-- EXTRACTED MATERIAL follows --
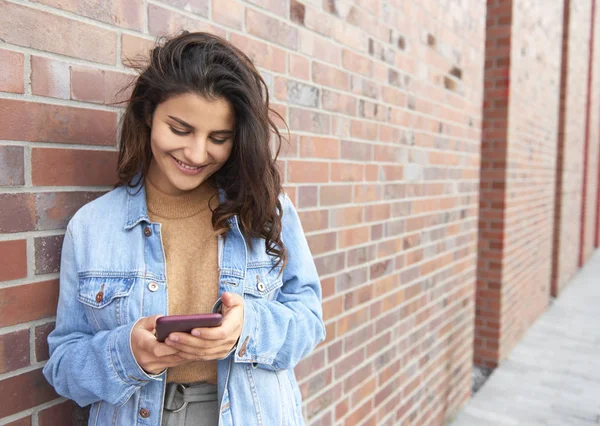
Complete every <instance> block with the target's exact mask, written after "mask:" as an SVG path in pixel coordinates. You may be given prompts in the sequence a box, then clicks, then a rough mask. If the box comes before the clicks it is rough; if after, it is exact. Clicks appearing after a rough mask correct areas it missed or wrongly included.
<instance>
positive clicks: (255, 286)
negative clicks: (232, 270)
mask: <svg viewBox="0 0 600 426" xmlns="http://www.w3.org/2000/svg"><path fill="white" fill-rule="evenodd" d="M272 266H273V265H272V264H271V262H256V263H254V264H249V265H248V269H247V270H246V279H245V280H244V294H245V295H247V296H249V297H262V298H265V299H267V300H274V299H275V298H276V297H277V293H278V291H279V289H280V288H281V286H282V285H283V280H282V278H281V276H280V274H279V271H280V268H275V269H273V270H271V268H272Z"/></svg>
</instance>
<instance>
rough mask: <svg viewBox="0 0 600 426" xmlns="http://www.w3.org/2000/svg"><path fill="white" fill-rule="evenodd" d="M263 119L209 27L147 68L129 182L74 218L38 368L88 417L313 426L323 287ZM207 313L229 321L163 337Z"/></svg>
mask: <svg viewBox="0 0 600 426" xmlns="http://www.w3.org/2000/svg"><path fill="white" fill-rule="evenodd" d="M263 93H264V95H263ZM270 112H273V111H272V110H271V109H270V108H269V96H268V90H267V88H266V84H265V82H264V80H263V79H262V77H261V76H260V74H259V73H258V71H257V70H256V69H255V67H254V65H253V64H252V62H251V61H250V59H249V58H248V57H247V56H246V55H245V54H244V53H242V52H241V51H239V50H238V49H236V48H235V47H234V46H233V45H231V44H229V43H228V42H227V41H225V40H223V39H221V38H219V37H216V36H213V35H210V34H206V33H185V34H182V35H180V36H178V37H175V38H172V39H170V40H167V41H166V42H165V43H164V44H162V45H160V46H157V47H156V48H155V49H154V50H153V51H152V55H151V57H150V61H149V63H148V64H146V65H145V66H144V67H142V68H141V69H140V75H139V77H138V78H137V80H136V81H135V82H134V87H133V92H132V95H131V98H130V100H129V102H128V105H127V109H126V111H125V115H124V119H123V125H122V128H121V134H120V151H119V164H118V171H119V177H120V182H119V183H118V184H117V185H116V187H115V189H113V190H112V191H110V192H109V193H107V194H105V195H104V196H102V197H100V198H98V199H96V200H94V201H93V202H91V203H89V204H87V205H85V206H84V207H82V208H81V209H80V210H79V211H78V212H77V213H76V214H75V216H73V218H72V219H71V221H70V222H69V225H68V227H67V232H66V234H65V237H64V242H63V249H62V257H61V268H60V296H59V304H58V309H57V315H56V328H55V330H54V331H53V332H52V333H51V334H50V335H49V337H48V343H49V347H50V359H49V361H48V363H47V364H46V366H45V367H44V375H45V376H46V378H47V379H48V381H49V382H50V383H51V384H52V385H53V386H54V388H55V389H56V391H57V392H58V393H59V394H60V395H62V396H65V397H67V398H70V399H73V400H74V401H75V402H77V403H78V404H79V405H81V406H83V405H88V404H92V408H91V411H90V424H93V425H99V426H104V425H127V426H129V425H141V424H144V425H148V424H150V425H167V426H188V425H201V426H216V425H234V424H235V425H245V426H246V425H247V426H254V425H256V426H258V425H278V426H279V425H283V426H285V425H302V424H303V423H304V421H303V418H302V410H301V408H300V407H301V395H300V391H299V388H298V384H297V382H296V378H295V376H294V371H293V368H294V367H295V366H296V365H297V363H298V362H299V361H300V359H302V358H303V357H305V356H306V355H308V353H309V352H311V351H312V350H313V349H314V347H315V346H316V345H317V344H318V343H319V342H321V341H322V340H323V339H324V337H325V329H324V325H323V319H322V309H321V287H320V282H319V277H318V274H317V270H316V267H315V264H314V261H313V259H312V256H311V253H310V250H309V247H308V244H307V241H306V238H305V236H304V233H303V230H302V226H301V224H300V220H299V218H298V215H297V213H296V210H295V208H294V206H293V205H292V203H291V201H290V200H289V198H288V197H287V196H286V195H285V194H284V193H283V192H282V188H281V182H280V177H279V174H278V171H277V168H276V166H275V161H276V158H277V155H276V154H277V153H275V155H273V153H272V152H271V148H270V139H271V135H272V133H275V134H276V136H277V139H278V142H279V143H281V135H280V134H279V132H278V131H277V128H276V127H275V125H274V124H273V122H272V121H271V119H270V118H269V113H270ZM275 114H276V113H275ZM284 242H285V244H284ZM207 313H213V314H214V313H220V314H221V315H222V321H221V322H220V324H217V325H216V326H214V327H213V328H207V327H202V326H200V325H196V328H194V329H192V330H191V332H189V331H190V330H189V327H188V328H186V329H185V330H184V329H179V331H174V332H171V333H170V334H169V335H168V337H167V338H166V339H165V340H164V342H162V341H158V340H157V338H156V336H155V329H156V320H157V318H158V317H160V316H163V315H167V314H168V315H186V316H188V318H189V316H192V318H196V319H197V318H200V317H202V318H207V316H206V315H205V316H202V315H197V314H207ZM177 319H178V318H169V319H168V320H170V321H171V322H170V323H171V324H173V323H174V321H175V320H177ZM163 321H164V320H163ZM161 340H162V338H161ZM264 395H269V398H264V397H261V396H264Z"/></svg>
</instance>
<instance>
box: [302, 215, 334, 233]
mask: <svg viewBox="0 0 600 426" xmlns="http://www.w3.org/2000/svg"><path fill="white" fill-rule="evenodd" d="M298 215H299V216H300V221H301V222H302V228H303V229H304V232H312V231H316V230H319V229H325V228H327V226H328V224H329V219H328V217H329V212H328V211H327V210H311V211H305V212H299V213H298Z"/></svg>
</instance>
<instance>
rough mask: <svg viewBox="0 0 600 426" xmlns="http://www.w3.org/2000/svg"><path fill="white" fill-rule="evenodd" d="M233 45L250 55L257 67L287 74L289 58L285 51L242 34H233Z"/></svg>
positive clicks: (271, 45)
mask: <svg viewBox="0 0 600 426" xmlns="http://www.w3.org/2000/svg"><path fill="white" fill-rule="evenodd" d="M231 43H233V44H234V45H235V46H236V47H237V48H239V49H240V50H241V51H242V52H244V53H245V54H246V55H248V57H250V59H252V61H253V62H254V64H255V65H256V66H258V67H261V68H266V69H270V70H272V71H275V72H279V73H285V67H286V61H287V57H286V52H285V51H284V50H283V49H280V48H278V47H275V46H273V45H271V44H267V43H264V42H262V41H257V40H254V39H251V38H248V37H245V36H243V35H240V34H232V35H231Z"/></svg>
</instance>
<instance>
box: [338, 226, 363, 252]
mask: <svg viewBox="0 0 600 426" xmlns="http://www.w3.org/2000/svg"><path fill="white" fill-rule="evenodd" d="M370 228H371V227H370V226H362V227H360V228H352V229H344V230H342V231H339V233H340V238H339V244H340V248H346V247H350V246H356V245H360V244H364V243H366V242H368V241H369V232H370Z"/></svg>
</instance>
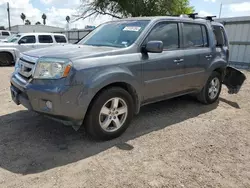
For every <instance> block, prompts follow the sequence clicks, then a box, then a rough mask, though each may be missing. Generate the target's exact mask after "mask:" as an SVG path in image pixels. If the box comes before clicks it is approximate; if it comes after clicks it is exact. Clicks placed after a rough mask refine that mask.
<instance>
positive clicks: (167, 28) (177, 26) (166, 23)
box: [147, 22, 180, 50]
mask: <svg viewBox="0 0 250 188" xmlns="http://www.w3.org/2000/svg"><path fill="white" fill-rule="evenodd" d="M153 40H158V41H162V42H163V47H164V50H172V49H177V48H179V47H180V42H179V41H180V40H179V29H178V23H174V22H161V23H158V24H157V25H156V26H155V27H154V28H153V29H152V31H151V32H150V34H149V36H148V38H147V41H153Z"/></svg>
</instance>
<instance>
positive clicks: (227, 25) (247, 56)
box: [216, 16, 250, 69]
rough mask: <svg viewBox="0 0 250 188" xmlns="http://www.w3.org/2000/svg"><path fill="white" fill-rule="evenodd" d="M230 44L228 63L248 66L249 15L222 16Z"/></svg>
mask: <svg viewBox="0 0 250 188" xmlns="http://www.w3.org/2000/svg"><path fill="white" fill-rule="evenodd" d="M216 21H219V22H221V23H222V24H223V25H224V26H225V28H226V31H227V34H228V40H229V44H230V57H229V61H230V64H232V65H234V66H236V67H238V68H247V69H249V68H250V17H248V16H247V17H232V18H222V19H217V20H216Z"/></svg>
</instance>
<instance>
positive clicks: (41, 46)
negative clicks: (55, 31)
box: [37, 35, 54, 48]
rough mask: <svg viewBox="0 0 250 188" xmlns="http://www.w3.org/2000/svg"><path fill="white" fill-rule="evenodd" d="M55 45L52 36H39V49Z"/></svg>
mask: <svg viewBox="0 0 250 188" xmlns="http://www.w3.org/2000/svg"><path fill="white" fill-rule="evenodd" d="M53 44H54V42H53V38H52V36H51V35H38V43H37V48H45V47H49V46H52V45H53Z"/></svg>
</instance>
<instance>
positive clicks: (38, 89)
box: [10, 73, 90, 125]
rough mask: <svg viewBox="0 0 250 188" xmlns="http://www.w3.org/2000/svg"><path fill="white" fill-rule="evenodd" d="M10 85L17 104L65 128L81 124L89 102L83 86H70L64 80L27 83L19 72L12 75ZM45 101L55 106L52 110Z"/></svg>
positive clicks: (52, 108)
mask: <svg viewBox="0 0 250 188" xmlns="http://www.w3.org/2000/svg"><path fill="white" fill-rule="evenodd" d="M10 82H11V87H10V90H11V96H12V100H13V101H14V102H15V103H16V104H17V105H20V104H22V105H23V106H24V107H26V108H27V109H29V110H32V111H35V112H38V113H41V114H44V115H46V116H49V117H52V118H53V119H55V120H59V121H60V122H62V123H64V124H66V125H81V124H82V122H83V119H84V116H85V114H86V111H87V107H88V104H89V103H90V100H89V97H88V95H87V93H86V92H85V91H84V90H83V87H82V86H81V85H74V86H67V85H65V84H64V83H65V82H64V81H63V80H53V81H51V80H33V81H31V82H24V81H23V80H22V79H20V76H19V75H18V73H14V74H13V75H12V76H11V80H10ZM83 99H84V100H83ZM46 101H50V102H51V103H52V108H48V107H47V105H46Z"/></svg>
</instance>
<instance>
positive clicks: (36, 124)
mask: <svg viewBox="0 0 250 188" xmlns="http://www.w3.org/2000/svg"><path fill="white" fill-rule="evenodd" d="M12 71H13V67H1V68H0V75H1V80H0V104H1V108H0V125H1V126H0V187H4V188H5V187H11V188H12V187H13V188H20V187H23V188H29V187H60V188H64V187H65V188H69V187H74V188H76V187H91V188H93V187H109V188H112V187H136V188H139V187H143V188H145V187H181V188H183V187H190V188H195V187H198V188H200V187H225V188H230V187H235V188H241V187H246V188H248V187H250V122H249V120H250V117H249V116H250V100H249V99H250V81H249V80H247V81H246V83H245V85H244V87H243V88H242V90H241V92H240V93H239V94H238V95H229V94H227V91H226V88H223V91H222V95H221V98H220V100H219V101H218V103H216V104H213V105H210V106H204V105H202V104H200V103H198V102H196V101H195V100H193V99H192V98H190V97H181V98H177V99H173V100H168V101H165V102H161V103H157V104H153V105H149V106H146V107H143V108H142V110H141V113H140V114H139V115H138V116H136V117H135V119H134V121H133V123H132V125H131V126H130V128H129V129H128V130H127V131H126V133H125V134H124V135H122V136H121V137H120V138H118V139H115V140H112V141H108V142H95V141H93V140H91V139H90V138H88V137H87V136H86V135H85V134H84V132H83V131H80V132H75V131H74V130H73V129H72V128H71V127H66V126H63V125H61V124H60V123H56V122H54V121H52V120H48V119H46V118H44V117H42V116H41V115H37V114H35V113H33V112H29V111H27V110H25V109H24V108H23V107H22V106H16V105H15V104H14V103H13V102H12V101H11V98H10V92H9V77H10V74H11V72H12ZM246 74H247V76H248V78H250V73H249V72H246Z"/></svg>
-- EXTRACTED MATERIAL concluded --
- _ACTION ITEM_
Copy the listing word for word, from its beginning up to and including the line with "negative clicks: (232, 270)". Leave the pictures out.

- _WORKED SOLUTION_
Complete every <instance> block with the target's exact mask, written after "mask:" as an SVG path in pixel coordinates. You may be given prompts in the sequence a box, then clicks, then a rough mask. If the box comes before the clicks it is rough; if after, it is exact. Clicks appearing after a rough mask correct areas it missed or wrongly included.
<instance>
positive clicks: (255, 286)
negative clicks: (232, 270)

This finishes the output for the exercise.